*EXCERPTED PASSAGE*:
Abstracts in Alphabetical Order

Andrea Bottani (University of Bergamo, Italy) and Riccardo Fedriga (University of Bologna, Italy) – Ockham, Plantinga and the Row of Ants

For millennia, philosophers have discussed whether divine omniscience is compatible with human freedom – conceived of in a libertarian way – or not. If libertarianism is true, some actions are free and no action is free unless it is within the agent’s power to act otherwise. If God is omniscient, however, he completely knows how I will act in the future, which seems to entail that it is never within my power to act otherwise, provided I cannot change God’s past beliefs. Therefore, I am not free in the libertarian sense, or so it seems.
Ockham famously contrasted this conclusion. According to him, propositions about God’s past foreknowledge of future human actions are not strictly but only “by word” (secundum vocem) about the past. In Nelson Pike’s more recent terms, they describe “soft” rather than “hard” facts. Soft facts about the past fail to be “accidentally necessary”, so it is within our power to act in such a way that God would not have believed what in fact he does believe.
In “Ockham’s Way Out” Plantinga made efforts to clarify the point in the following terms. 1) Backtracking counterfactuals of the form “If X had refrained from doing Y at t2 then God would not have believed at t1 that X would do Y at t2” (t1 <  t2) are true. 2) For many actions Y and many agents X, it is within X’s power to refrain from doing Y.
Even in Plantinga’s version, Ockham’s way-out faces a number of problems. Among others, both the notion of accidental necessity and the concept of a hard fact stand in need of more precise definition; it is far from clear what it is for an action to be within one’s power; and the purported “way out” seems to presuppose eternalism, being ultimately unavailable for those who are sympathetic to some anti-eternalist conception of time (since the “softness” of divine foreknowledge precisely consists in its dependence on the future foreknown fact, which requires the reality of the future).

*STATED GOAL A*: Could you reproduce the passage of the abstract between "Ockham famously contrasted" and "from doing Y.", inclusive?

*INFORMATION SHOWN*:
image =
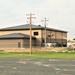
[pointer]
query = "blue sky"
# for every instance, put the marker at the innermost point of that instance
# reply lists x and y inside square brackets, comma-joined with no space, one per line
[61,13]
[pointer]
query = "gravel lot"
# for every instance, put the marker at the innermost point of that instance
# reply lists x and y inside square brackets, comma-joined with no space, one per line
[37,66]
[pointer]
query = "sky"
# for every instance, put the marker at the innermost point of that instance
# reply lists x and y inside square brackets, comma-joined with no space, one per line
[60,13]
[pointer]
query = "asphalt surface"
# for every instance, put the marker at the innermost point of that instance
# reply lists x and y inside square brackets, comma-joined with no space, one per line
[37,66]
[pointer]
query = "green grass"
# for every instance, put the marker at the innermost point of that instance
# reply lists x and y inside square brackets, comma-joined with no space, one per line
[38,55]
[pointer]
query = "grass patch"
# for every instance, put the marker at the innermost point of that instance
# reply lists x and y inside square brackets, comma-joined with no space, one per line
[38,55]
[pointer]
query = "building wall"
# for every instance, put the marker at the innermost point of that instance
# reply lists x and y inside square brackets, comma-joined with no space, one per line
[11,43]
[15,43]
[51,36]
[38,40]
[55,37]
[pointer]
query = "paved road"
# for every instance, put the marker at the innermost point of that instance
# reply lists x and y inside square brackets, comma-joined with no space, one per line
[37,66]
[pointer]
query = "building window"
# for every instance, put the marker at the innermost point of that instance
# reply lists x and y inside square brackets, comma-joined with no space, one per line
[35,33]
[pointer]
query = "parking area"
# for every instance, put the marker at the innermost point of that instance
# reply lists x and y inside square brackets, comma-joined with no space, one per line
[37,66]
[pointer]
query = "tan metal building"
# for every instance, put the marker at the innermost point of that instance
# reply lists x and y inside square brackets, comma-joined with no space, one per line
[19,36]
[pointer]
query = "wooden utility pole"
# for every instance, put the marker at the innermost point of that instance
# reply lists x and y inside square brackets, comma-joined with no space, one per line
[45,20]
[30,17]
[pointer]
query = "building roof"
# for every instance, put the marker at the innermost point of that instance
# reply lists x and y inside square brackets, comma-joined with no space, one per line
[27,27]
[16,36]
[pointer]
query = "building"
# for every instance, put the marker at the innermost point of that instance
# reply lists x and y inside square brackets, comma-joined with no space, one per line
[19,36]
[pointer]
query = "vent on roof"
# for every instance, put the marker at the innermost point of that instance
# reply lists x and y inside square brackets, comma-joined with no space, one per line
[39,25]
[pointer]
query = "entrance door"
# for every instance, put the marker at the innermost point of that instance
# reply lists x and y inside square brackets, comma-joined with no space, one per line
[19,45]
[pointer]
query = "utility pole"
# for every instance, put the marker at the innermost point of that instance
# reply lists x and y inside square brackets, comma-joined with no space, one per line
[45,20]
[30,17]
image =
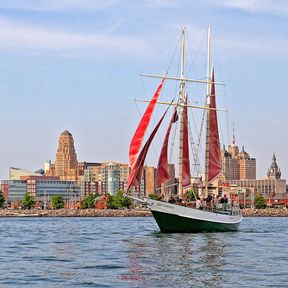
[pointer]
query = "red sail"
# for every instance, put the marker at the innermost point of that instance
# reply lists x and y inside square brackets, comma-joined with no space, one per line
[163,174]
[186,178]
[136,173]
[142,127]
[214,165]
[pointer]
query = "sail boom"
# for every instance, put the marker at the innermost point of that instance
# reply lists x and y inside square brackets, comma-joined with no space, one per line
[177,104]
[181,79]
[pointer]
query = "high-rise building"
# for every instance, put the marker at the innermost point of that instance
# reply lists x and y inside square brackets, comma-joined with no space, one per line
[274,171]
[237,165]
[66,164]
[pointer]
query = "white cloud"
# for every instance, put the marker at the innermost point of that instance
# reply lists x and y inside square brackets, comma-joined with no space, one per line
[277,7]
[15,35]
[55,5]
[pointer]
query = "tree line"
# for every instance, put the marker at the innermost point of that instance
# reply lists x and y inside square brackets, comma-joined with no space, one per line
[116,201]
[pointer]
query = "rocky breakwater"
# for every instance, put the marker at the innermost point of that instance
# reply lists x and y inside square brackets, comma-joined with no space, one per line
[120,213]
[265,212]
[74,213]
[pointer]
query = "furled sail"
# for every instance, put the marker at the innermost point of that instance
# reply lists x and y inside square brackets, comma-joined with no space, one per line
[142,127]
[163,174]
[137,169]
[186,177]
[214,164]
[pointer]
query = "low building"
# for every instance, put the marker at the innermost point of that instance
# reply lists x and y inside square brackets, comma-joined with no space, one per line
[42,188]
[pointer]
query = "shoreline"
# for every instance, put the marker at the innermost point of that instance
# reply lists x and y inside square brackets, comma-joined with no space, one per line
[120,213]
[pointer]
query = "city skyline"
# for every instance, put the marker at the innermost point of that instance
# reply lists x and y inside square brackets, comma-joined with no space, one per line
[76,65]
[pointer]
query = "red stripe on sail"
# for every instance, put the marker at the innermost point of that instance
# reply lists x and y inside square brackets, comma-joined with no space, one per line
[186,178]
[214,164]
[142,127]
[136,173]
[163,174]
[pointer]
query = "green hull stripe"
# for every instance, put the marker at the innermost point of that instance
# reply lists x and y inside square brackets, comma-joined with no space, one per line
[174,223]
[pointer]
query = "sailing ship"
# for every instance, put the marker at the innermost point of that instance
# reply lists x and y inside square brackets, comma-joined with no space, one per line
[172,217]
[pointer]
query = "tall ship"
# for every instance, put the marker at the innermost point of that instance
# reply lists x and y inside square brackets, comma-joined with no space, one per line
[179,215]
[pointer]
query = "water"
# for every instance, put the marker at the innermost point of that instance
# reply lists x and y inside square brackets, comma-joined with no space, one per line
[130,252]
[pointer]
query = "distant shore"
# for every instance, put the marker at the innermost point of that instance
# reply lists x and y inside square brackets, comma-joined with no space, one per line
[120,213]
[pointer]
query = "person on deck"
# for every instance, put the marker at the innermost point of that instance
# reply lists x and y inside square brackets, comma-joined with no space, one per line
[199,204]
[224,199]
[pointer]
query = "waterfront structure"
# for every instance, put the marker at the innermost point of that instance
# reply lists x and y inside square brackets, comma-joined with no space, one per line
[274,171]
[107,177]
[40,187]
[237,165]
[272,188]
[16,173]
[66,164]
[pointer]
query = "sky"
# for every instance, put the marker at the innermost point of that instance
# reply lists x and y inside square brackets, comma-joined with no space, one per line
[76,65]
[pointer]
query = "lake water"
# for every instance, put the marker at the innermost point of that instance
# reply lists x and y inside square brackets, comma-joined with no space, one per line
[130,252]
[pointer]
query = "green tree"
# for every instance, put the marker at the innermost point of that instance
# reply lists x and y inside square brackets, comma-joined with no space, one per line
[28,201]
[57,201]
[259,202]
[119,201]
[88,201]
[2,199]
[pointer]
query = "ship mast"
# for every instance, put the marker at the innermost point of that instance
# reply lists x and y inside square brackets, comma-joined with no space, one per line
[208,110]
[182,99]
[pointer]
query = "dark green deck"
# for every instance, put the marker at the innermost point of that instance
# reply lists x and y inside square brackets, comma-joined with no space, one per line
[175,224]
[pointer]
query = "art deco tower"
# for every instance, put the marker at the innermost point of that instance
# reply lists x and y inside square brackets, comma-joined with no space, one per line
[274,171]
[66,164]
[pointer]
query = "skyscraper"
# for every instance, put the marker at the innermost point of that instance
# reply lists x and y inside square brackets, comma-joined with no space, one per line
[66,164]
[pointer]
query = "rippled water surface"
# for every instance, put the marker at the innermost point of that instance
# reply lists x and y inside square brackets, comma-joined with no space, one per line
[130,252]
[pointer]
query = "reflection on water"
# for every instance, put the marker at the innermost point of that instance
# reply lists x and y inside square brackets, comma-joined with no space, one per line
[182,259]
[123,252]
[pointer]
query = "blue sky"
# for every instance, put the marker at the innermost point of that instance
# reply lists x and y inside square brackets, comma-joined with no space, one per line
[75,65]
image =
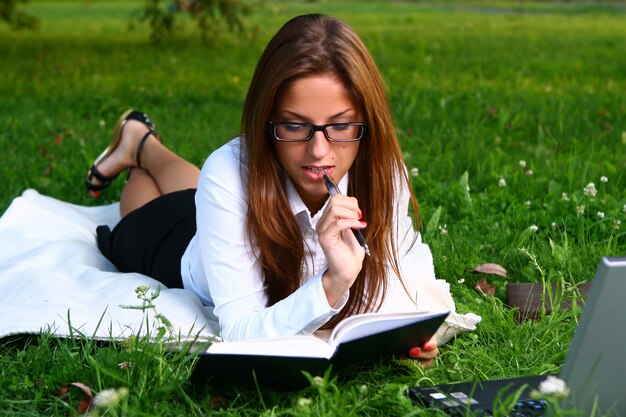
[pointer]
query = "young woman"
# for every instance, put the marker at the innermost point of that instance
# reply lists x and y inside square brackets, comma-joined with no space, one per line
[255,233]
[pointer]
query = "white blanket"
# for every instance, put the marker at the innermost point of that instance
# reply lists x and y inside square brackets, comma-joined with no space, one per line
[54,278]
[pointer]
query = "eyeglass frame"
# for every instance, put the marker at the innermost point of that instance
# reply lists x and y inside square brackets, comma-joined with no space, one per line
[316,128]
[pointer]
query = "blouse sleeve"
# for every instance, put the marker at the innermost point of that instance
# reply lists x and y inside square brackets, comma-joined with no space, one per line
[417,287]
[233,274]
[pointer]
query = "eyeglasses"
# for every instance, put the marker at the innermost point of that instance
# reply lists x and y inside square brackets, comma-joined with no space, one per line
[302,132]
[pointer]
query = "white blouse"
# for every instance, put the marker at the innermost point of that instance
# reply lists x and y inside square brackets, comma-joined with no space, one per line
[221,268]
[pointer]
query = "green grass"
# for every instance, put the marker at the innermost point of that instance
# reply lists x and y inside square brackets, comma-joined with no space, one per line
[475,88]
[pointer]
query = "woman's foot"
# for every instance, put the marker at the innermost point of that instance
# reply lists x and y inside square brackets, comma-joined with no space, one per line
[130,137]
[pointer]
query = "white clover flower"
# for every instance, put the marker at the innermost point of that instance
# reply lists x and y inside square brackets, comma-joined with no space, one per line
[110,397]
[304,402]
[590,189]
[554,386]
[318,381]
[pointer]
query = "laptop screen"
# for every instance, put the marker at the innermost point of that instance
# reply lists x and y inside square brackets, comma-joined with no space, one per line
[595,366]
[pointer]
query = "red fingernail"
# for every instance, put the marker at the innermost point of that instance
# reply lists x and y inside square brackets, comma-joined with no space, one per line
[414,352]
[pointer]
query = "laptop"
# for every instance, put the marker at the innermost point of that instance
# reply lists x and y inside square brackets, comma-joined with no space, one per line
[594,368]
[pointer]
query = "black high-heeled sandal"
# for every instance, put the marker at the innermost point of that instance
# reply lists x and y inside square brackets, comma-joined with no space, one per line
[105,181]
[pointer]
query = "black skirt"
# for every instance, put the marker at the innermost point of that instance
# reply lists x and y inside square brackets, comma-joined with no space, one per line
[152,239]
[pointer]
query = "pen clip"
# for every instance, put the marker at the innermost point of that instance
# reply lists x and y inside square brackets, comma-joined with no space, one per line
[330,183]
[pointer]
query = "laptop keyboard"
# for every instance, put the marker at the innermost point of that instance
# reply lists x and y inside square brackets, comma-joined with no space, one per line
[461,404]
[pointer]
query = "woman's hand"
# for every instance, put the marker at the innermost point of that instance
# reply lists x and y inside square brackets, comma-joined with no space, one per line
[427,353]
[342,250]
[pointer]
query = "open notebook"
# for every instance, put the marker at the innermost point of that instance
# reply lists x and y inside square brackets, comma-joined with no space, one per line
[594,368]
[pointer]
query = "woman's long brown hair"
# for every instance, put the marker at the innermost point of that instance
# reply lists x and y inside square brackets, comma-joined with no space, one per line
[312,45]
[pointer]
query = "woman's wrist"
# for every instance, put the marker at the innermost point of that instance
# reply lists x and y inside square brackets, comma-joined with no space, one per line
[333,288]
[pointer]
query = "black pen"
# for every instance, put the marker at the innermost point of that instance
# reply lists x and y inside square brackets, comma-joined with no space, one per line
[333,190]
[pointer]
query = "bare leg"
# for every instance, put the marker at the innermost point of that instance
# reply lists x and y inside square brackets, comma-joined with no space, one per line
[162,170]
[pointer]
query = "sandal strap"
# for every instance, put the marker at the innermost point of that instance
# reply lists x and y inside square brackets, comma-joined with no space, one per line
[141,117]
[95,172]
[142,143]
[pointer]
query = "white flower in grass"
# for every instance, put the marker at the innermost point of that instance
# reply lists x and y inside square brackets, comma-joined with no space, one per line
[318,381]
[590,189]
[110,397]
[304,402]
[554,387]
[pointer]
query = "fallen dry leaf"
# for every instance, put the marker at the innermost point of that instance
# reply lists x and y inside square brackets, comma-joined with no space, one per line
[484,287]
[86,403]
[490,269]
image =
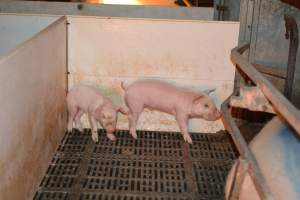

*STATED GOAL B*: Which lines in the records contain the string "black", matching case? Identify them by copying each such line in full.

*FULL OUTPUT A*:
Ockham famously contrasted this conclusion. According to him, propositions about God’s past foreknowledge of future human actions are not strictly but only “by word” (secundum vocem) about the past. In Nelson Pike’s more recent terms, they describe “soft” rather than “hard” facts. Soft facts about the past fail to be “accidentally necessary”, so it is within our power to act in such a way that God would not have believed what in fact he does believe.
In “Ockham’s Way Out” Plantinga made efforts to clarify the point in the following terms. 1) Backtracking counterfactuals of the form “If X had refrained from doing Y at t2 then God would not have believed at t1 that X would do Y at t2” (t1 <  t2) are true. 2) For many actions Y and many agents X, it is within X’s power to refrain from doing Y.

*FULL OUTPUT B*:
query = "black high-heeled sandal"
query = "black skirt"
query = "black pen"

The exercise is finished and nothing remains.